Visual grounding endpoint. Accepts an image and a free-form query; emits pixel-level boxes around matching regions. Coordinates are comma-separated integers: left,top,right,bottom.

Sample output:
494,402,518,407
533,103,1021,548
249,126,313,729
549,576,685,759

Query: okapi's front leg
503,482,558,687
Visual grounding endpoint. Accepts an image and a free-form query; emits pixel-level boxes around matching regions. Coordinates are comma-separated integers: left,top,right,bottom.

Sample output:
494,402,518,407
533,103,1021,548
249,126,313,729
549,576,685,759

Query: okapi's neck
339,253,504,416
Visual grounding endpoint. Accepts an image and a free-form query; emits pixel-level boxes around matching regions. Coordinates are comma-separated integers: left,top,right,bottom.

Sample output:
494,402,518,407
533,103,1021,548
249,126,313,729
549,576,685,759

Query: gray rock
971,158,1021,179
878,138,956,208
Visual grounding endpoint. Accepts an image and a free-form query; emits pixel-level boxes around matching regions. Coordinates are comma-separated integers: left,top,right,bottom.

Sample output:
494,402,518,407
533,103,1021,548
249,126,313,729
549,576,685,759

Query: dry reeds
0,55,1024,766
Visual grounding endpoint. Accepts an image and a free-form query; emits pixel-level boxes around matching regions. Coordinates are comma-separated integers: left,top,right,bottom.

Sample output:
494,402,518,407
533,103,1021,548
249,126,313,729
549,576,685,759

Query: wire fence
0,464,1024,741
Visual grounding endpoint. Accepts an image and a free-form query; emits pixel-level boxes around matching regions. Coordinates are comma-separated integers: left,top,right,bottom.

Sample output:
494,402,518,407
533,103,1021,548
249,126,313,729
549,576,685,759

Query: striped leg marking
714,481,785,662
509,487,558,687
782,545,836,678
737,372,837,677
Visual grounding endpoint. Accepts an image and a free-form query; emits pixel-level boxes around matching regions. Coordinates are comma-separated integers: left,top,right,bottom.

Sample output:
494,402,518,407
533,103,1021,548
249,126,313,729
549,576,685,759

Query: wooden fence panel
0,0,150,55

- - -

AIM =>
Rewrite every line of the data from the very start through the line containing "878,138,956,208", inclusive. Shift each answer's bounding-box coordinates by adding 137 to every number, and leave all other text, including the sample output coordinates, unchanged.

WRITTEN REPLY =>
Visual grounding endpoint. Accepts an image and a free-form query; emits pixel-level boxes around matching regions. Coordinates are comma-separated integers: left,top,right,bottom.

Sample output:
494,402,518,407
533,103,1021,548
249,126,313,729
549,576,685,759

Query: okapi's front leg
640,619,695,824
Visual grounding endpoint. Accepts an image and a free-form query; emits pixel-level boxes around matching regions. Coordinates are comma-separated integers: left,top,right,bottom.

Sample output:
494,402,518,407
533,103,1021,548
249,126,313,729
549,576,685,759

Query: okapi's neck
476,390,641,553
Visual grounding endpoint. Accepts an image and a free-form query; emits pixel-level boxes around matching regions. Coordinates are comma-separated integers: left,top,right,bottom.

Sample output:
494,402,518,407
533,103,1021,548
249,126,313,729
549,576,685,759

Query: gray rock
1108,295,1158,316
1015,275,1093,345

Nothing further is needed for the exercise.